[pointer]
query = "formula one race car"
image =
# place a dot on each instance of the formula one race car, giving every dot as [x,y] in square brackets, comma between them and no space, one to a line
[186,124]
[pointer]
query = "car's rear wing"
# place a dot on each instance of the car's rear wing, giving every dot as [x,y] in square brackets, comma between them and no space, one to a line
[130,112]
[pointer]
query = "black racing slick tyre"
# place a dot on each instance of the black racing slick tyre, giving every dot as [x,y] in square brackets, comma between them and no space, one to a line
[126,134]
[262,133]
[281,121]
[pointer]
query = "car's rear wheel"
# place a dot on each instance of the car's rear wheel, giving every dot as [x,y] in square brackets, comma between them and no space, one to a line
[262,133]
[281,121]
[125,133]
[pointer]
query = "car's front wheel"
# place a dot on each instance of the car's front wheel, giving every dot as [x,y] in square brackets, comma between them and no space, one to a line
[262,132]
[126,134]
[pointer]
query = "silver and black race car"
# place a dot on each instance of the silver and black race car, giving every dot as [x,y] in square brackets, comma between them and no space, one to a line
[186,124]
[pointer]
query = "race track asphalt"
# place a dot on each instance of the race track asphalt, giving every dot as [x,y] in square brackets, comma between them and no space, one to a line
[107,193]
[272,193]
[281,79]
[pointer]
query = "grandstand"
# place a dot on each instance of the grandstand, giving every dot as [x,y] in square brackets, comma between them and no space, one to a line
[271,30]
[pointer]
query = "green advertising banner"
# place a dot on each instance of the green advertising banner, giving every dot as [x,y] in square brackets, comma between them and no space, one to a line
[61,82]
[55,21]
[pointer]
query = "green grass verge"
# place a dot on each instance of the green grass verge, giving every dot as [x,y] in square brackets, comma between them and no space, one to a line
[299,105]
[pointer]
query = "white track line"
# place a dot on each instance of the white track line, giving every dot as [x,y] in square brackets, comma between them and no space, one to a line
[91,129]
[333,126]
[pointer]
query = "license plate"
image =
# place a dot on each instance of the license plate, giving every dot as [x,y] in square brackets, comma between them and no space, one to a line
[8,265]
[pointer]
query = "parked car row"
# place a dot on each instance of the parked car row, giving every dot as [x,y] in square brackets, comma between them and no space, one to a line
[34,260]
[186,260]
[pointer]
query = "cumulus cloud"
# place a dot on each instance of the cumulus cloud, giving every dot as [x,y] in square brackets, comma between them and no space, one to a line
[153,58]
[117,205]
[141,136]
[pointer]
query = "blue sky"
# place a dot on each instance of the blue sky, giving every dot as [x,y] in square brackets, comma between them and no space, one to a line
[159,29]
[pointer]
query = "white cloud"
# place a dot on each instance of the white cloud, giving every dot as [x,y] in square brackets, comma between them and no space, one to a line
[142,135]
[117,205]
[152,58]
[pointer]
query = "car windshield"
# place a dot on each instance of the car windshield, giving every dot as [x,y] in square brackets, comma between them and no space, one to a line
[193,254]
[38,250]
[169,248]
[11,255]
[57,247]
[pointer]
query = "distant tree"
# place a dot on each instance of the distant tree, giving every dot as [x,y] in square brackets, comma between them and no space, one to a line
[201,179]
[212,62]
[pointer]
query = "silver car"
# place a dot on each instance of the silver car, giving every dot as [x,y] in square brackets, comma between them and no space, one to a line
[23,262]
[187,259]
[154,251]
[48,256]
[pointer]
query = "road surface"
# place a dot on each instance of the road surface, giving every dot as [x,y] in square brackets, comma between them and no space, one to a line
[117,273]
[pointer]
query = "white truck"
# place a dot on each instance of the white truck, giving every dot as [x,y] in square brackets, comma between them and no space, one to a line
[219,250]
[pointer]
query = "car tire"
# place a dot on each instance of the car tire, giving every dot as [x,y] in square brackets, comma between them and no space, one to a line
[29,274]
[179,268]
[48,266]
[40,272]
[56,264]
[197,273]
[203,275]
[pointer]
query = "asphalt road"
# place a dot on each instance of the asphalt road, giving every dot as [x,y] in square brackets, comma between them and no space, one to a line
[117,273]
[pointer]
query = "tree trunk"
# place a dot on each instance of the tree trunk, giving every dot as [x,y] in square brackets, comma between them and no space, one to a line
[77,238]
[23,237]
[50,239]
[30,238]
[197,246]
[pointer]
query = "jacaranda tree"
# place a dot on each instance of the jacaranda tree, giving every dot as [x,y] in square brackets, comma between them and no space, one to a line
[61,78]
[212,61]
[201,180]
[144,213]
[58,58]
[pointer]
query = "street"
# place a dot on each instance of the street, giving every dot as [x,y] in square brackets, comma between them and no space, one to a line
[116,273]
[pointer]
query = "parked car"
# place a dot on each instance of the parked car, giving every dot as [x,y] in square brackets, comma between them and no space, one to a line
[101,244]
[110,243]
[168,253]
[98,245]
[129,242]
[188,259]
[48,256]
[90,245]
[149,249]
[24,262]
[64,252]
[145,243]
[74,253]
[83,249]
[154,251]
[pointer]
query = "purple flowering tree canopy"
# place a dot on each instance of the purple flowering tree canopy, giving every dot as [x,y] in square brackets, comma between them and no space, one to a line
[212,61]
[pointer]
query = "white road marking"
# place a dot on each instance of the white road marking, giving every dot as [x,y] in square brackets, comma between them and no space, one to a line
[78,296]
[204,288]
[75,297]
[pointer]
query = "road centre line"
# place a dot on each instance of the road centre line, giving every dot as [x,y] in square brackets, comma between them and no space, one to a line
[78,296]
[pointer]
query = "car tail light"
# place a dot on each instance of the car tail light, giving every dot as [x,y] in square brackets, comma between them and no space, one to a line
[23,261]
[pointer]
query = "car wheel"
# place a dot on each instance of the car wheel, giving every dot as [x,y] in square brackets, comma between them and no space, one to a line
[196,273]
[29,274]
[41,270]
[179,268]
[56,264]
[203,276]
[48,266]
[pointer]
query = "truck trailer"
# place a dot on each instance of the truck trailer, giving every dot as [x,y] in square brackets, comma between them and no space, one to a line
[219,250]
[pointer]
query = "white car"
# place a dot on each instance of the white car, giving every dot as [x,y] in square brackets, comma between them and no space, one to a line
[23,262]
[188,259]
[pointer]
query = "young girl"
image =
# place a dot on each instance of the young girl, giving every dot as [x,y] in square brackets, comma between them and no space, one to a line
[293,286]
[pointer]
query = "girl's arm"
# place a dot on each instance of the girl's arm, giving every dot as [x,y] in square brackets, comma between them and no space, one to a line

» WHAT TO DO
Produce a verbatim transcription of the entries above.

» FULL SOLUTION
[pointer]
query = "formula one race car"
image =
# place a dot on each instance of the formula one race car, giving every dot as [x,y] in square brackets, comma between them and no space, one to a line
[186,124]
[pointer]
query = "car's rear wing"
# place a dot on each instance of the car's rear wing, giving every dot as [x,y] in square brackets, comma between them and no space, one to a line
[130,112]
[pointer]
query = "black racing slick tyre"
# place a dot on each instance of the black racing slick tyre, giving every dot as [x,y] in square brackets, comma between them and no space, one to a line
[126,134]
[262,133]
[281,121]
[pointer]
query = "car's rear wheel"
# place a dot on each instance of the car's rear wheel, giving every dot as [x,y] in square brackets, comma between them and no space, one to a line
[262,133]
[281,121]
[125,133]
[pointer]
query = "car's front wheel"
# place a dot on each instance of the car's front wheel, giving every dot as [x,y] in square brackets, comma between them and no space, one to a line
[262,132]
[126,134]
[pointer]
query = "silver and black race car"
# place a dot on each instance of the silver and black race car, giving every dot as [x,y] in square brackets, comma between them and no space, one to a line
[186,124]
[pointer]
query = "race track asphalt"
# place a dot on each instance of the race track asphalt, giving every dot as [x,y] in square brackets, comma between them and no space, one to a line
[107,193]
[272,193]
[281,79]
[pointer]
query = "grandstand"
# place a dot on each instance of the grandstand, giving every dot as [x,y] in square brackets, comma between them and no space, one to a line
[271,30]
[pointer]
query = "green advertising banner"
# place a dot on each instance of the green advertising banner, giving every dot as [x,y] in square brackets, comma between them and no space, one to a line
[61,82]
[55,21]
[pointer]
query = "green grass verge"
# place a dot on each instance of the green grass verge, giving every dot as [x,y] in square brackets, comma between them and no space, one to a line
[299,105]
[pointer]
query = "white track line"
# place a dot on each instance of the white track line, giving every dot as [x,y] in square brackets, comma between them and no space, one to a line
[91,129]
[333,126]
[pointer]
query = "license plate"
image =
# place a dot on each instance of the license plate, giving every dot as [x,y] in square brackets, comma between them and no space, one to a line
[8,265]
[pointer]
query = "parked car row"
# place a dot on each instance of the parked car row, giving every dot as [x,y] in square brackets, comma between them and no space, one to a line
[34,260]
[186,260]
[pointer]
query = "cumulus cloud"
# place a dot on each instance of the cumulus cloud, giving every dot as [x,y] in square brackets, comma between them and no space, one to a line
[153,58]
[117,205]
[141,136]
[pointer]
query = "blue sky"
# place a dot on each instance of the blue sky, giving every dot as [x,y] in square brackets, comma between them and no space, one to a line
[159,29]
[pointer]
query = "white cloud"
# place a dot on each instance of the white cloud, giving every dot as [x,y] in square brackets, comma between them and no space, one to a line
[142,135]
[117,205]
[152,58]
[pointer]
query = "car windshield"
# place a dot on each instance of the car windshield, giving every dot as [x,y] in square brackets, comma between them and no space, one to a line
[193,254]
[38,250]
[169,248]
[11,255]
[57,247]
[pointer]
query = "distant tree"
# place a dot on each instance of the distant tree, giving every dot as [x,y] in square brackets, comma between them and no space, one to a line
[201,179]
[212,62]
[pointer]
query = "silver car"
# place a dot on each instance of the silver car, giving every dot as [x,y] in square brackets, comma between them and no space, one to a line
[23,262]
[187,259]
[154,251]
[48,256]
[pointer]
query = "road surface"
# place a dot on each instance of the road surface, giving every dot as [x,y] in square brackets, comma between them and no space, one to a line
[117,273]
[pointer]
query = "white truck"
# place a dot on each instance of the white truck, giving every dot as [x,y] in square brackets, comma between them and no space, one to a line
[219,250]
[pointer]
query = "car tire"
# place a dot on each instance of the car tire, giving every dot as [x,y] in square brackets, comma between them and no space, one to a line
[29,274]
[179,268]
[48,266]
[40,272]
[56,264]
[197,273]
[203,275]
[pointer]
query = "asphalt road"
# place a dot on each instance of the asphalt road, giving every dot as [x,y] in square brackets, comma between them and no space, one to a line
[117,273]
[pointer]
query = "tree trunk"
# place a dot on each instance of the tree trunk, giving every dot as [x,y] in square brackets, comma between them and no space, one to a line
[77,238]
[23,237]
[50,239]
[30,238]
[197,246]
[pointer]
query = "jacaranda tree"
# place a dot on each instance of the jacaranda tree, giving every dot as [x,y] in square brackets, comma between them and no space, one to a line
[61,78]
[212,61]
[201,180]
[144,213]
[58,58]
[pointer]
query = "street"
# place a dot on each instance of the street, giving every dot as [x,y] in square brackets, comma between them and no space, one to a line
[116,273]
[pointer]
query = "parked car"
# place a dot on each instance of the parked car, giving every dot as [x,y] in square brackets, comma between them and no space, one to a line
[101,244]
[110,243]
[168,253]
[98,245]
[129,242]
[188,259]
[48,256]
[90,245]
[149,249]
[24,262]
[64,252]
[145,243]
[74,253]
[83,249]
[154,251]
[pointer]
query = "purple flowering tree canopy"
# place a dot on each instance of the purple flowering tree canopy, giving every dot as [x,y] in square brackets, comma between them and no space, one to a line
[212,61]
[pointer]
query = "white road marking"
# place a dot on each instance of the white road marking, giving every dot as [x,y] in square brackets, comma between them and no space, one to a line
[78,296]
[204,288]
[75,297]
[pointer]
query = "road centre line"
# place a dot on each instance of the road centre line, giving every dot as [x,y] in square brackets, comma between them and no space, one to a line
[78,296]
[pointer]
query = "car tail light"
# place a dot on each instance of the car tail light, giving every dot as [x,y] in square brackets, comma between them and no space, one to a line
[23,261]
[pointer]
query = "car wheel"
# place a dot on each instance of the car wheel, giving every dot as [x,y] in square brackets, comma between them and no space, one to a line
[196,273]
[29,274]
[41,270]
[179,268]
[56,264]
[203,276]
[48,266]
[pointer]
query = "truck trailer"
# place a dot on each instance of the truck trailer, giving every dot as [x,y] in square brackets, comma between them and no space, one to a line
[219,250]
[pointer]
query = "white car"
# place a dot on each instance of the white car, giving every dot as [x,y] in square brackets, comma between them and no space, one to a line
[23,262]
[188,259]
[pointer]
query = "young girl"
image =
# place a dot on each instance of the young girl, giving every dot as [x,y] in square brackets, comma between them and no space, one to a line
[293,286]
[pointer]
query = "girl's arm"
# place a dot on each instance of the girl's arm, giving every dot as [x,y] in square brackets, comma between them and no space, one to a line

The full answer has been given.